>> Begin SOURCE DOCUMENT

I figure that I have about 20 years left in my career writing software. I've seen address spaces grow from 16 bits (and we used to think "wow, that's BIG") to 64 bits [okay, 48 bits if you're still in denial :-) ] and wow, that's big. But I'll bet I'll see 64 bits generally considered kind of tight before I retire, and I'll bet there are at least half a dozen people on the planet who are up against a 64-bit wall today. (High probability at least a couple of those folks are on HN. Any hands?).
(The world numbers these from 0 to N, least significant to most significant. IBM numbers them from 1 to 32, with 1 being most significant. I guess that made sense to accountants).
For everyone that enjoyed this, there's an entire free online MIT course called Performance Engineering of Software Systems[1] where you'll learn plenty more tricks and common pitfalls like these. You'll also learn how to use tools to debug the low level performance of your programs: looking at cache misses, cpu utilization, time spent per assembly operation and so on. It's pretty cool :)
Very good article, facts looked correct and it had useful advice.
I'd add, keep things local. Don't access memory (or cache) outside core (L1 & L2), NUMA region or processor socket boundary unnecessarily.
Keep networking, GPU, etc. code in same NUMA region where the physical adapters are.
Use memory like tape, stream through. CPU branch predictors love that kind of access pattern.
Oh, and perhaps most importantly: use a profiler that can access CPU internal performance counters. Do this on different system types, from low power laptops to servers with 2 or more CPU sockets.
One annoying thing, though. Remember that the fastest thing in a microbenchmark might not be the fastest thing on a real system when different code modules fight for shared limited resources, like memory bandwidth, caches and inter-core communication links.
Sequential access patterns, forward or backward. Repeating predictable gaps are ok, but do remember minimum unit that can be read from memory is a cache line. So if you read one byte, you'll read 64 bytes on modern x86.

>> End SOURCE DOCUMENT

- **SHORT TASK 1**:
In the forum thread, how does IBM number the bits?
- **SHORT TASK 2**:
Summarize the forum thread in two sentences.
Answer using only the forum thread.

>> Begin DATASET RECORDS

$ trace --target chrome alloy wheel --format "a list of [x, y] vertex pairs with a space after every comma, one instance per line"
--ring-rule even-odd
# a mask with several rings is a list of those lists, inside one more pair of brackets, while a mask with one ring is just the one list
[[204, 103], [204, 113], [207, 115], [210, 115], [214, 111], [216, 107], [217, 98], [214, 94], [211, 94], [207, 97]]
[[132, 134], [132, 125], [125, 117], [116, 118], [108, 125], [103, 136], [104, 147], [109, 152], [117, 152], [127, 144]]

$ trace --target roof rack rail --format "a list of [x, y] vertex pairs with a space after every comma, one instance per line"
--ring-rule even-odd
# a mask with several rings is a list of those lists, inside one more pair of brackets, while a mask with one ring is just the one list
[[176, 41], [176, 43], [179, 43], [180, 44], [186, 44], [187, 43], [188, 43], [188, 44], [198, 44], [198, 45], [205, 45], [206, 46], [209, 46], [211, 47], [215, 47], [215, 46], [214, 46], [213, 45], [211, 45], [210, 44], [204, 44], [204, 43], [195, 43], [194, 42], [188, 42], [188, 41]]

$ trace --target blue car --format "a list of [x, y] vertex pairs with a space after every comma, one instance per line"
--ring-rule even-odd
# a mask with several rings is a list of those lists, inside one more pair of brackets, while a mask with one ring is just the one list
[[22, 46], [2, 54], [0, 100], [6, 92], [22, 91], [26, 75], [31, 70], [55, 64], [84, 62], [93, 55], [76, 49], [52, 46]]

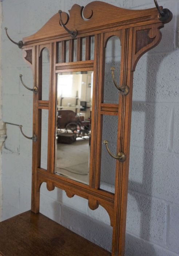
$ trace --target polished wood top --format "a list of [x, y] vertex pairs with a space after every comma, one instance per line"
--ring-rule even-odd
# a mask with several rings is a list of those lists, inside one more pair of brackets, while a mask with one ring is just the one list
[[40, 213], [29, 211], [0, 222], [1, 256], [111, 255]]

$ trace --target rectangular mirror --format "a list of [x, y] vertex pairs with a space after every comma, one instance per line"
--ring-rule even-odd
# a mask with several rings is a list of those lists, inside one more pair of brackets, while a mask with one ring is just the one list
[[93, 71], [57, 74], [56, 174], [89, 184]]

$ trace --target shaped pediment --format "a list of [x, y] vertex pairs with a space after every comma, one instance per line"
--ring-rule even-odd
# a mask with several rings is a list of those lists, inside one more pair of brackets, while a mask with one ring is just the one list
[[[79, 36], [88, 33], [95, 34], [101, 30], [110, 29], [112, 27], [119, 26], [127, 27], [132, 24], [139, 25], [145, 22], [148, 24], [155, 21], [160, 22], [158, 18], [156, 8], [144, 10], [123, 9], [100, 1], [95, 1], [85, 7], [74, 4], [69, 11], [69, 15], [63, 12], [62, 18], [67, 27], [70, 30], [77, 29]], [[59, 14], [53, 15], [37, 32], [24, 38], [25, 45], [54, 39], [56, 37], [70, 37], [69, 33], [59, 25]]]

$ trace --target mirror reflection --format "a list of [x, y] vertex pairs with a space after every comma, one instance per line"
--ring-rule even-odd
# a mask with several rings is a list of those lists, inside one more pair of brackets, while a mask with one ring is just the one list
[[93, 72], [58, 73], [55, 172], [89, 184]]

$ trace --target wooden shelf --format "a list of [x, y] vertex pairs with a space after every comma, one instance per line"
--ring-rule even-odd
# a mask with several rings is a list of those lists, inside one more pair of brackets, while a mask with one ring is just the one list
[[0, 256], [110, 256], [110, 253], [31, 211], [0, 222]]

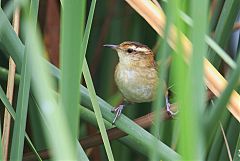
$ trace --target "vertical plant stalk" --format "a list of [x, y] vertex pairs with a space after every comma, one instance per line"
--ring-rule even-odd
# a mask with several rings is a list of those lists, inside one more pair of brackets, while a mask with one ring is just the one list
[[[20, 9], [17, 7], [14, 16], [13, 16], [13, 28], [16, 34], [19, 34], [19, 22], [20, 22]], [[16, 71], [16, 64], [13, 59], [9, 58], [9, 73], [8, 73], [8, 82], [7, 82], [7, 98], [12, 104], [13, 91], [14, 91], [14, 76]], [[4, 122], [3, 122], [3, 136], [2, 136], [2, 145], [3, 145], [3, 160], [7, 161], [8, 157], [8, 144], [9, 144], [9, 134], [11, 127], [11, 115], [5, 108], [4, 112]]]
[[[149, 0], [126, 0], [126, 2], [129, 3], [129, 5], [135, 9], [160, 36], [163, 36], [166, 17], [161, 8], [158, 8]], [[180, 39], [183, 44], [185, 60], [186, 62], [189, 62], [189, 58], [192, 53], [192, 44], [183, 33], [180, 33], [180, 35]], [[168, 44], [171, 46], [171, 48], [176, 50], [177, 28], [175, 26], [171, 27]], [[206, 58], [204, 58], [203, 61], [205, 84], [216, 96], [219, 97], [224, 91], [228, 82]], [[233, 91], [227, 106], [228, 110], [238, 121], [240, 121], [239, 100], [240, 95], [236, 91]]]

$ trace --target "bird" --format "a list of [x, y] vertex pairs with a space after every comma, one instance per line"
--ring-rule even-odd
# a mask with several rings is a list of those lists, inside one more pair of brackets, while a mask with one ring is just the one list
[[[147, 45], [134, 41], [124, 41], [119, 45], [105, 44], [104, 47], [117, 51], [119, 57], [114, 78], [124, 101], [111, 110], [116, 113], [112, 122], [115, 124], [125, 106], [129, 103], [155, 100], [159, 84], [163, 83], [163, 86], [166, 84], [158, 77], [158, 65], [154, 60], [154, 53]], [[167, 112], [174, 115], [170, 110], [167, 92], [165, 101]]]

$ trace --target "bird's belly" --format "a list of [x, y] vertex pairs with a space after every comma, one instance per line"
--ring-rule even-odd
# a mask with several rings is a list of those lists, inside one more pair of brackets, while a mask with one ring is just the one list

>> End DATASET RECORDS

- **COMPLETE ANSWER 1**:
IBM numbers them from 1 to 32, with 1 being the most significant.

- **COMPLETE ANSWER 2**:
The forum thread discusses software performance, including a free online MIT course, Performance Engineering of Software Systems, that teaches tricks, common pitfalls, and tools for debugging low-level performance. Its advice includes keeping memory access local, streaming through memory sequentially, and using a profiler that can read CPU performance counters on different system types, with a warning that the fastest code in a microbenchmark may not be the fastest on a real system.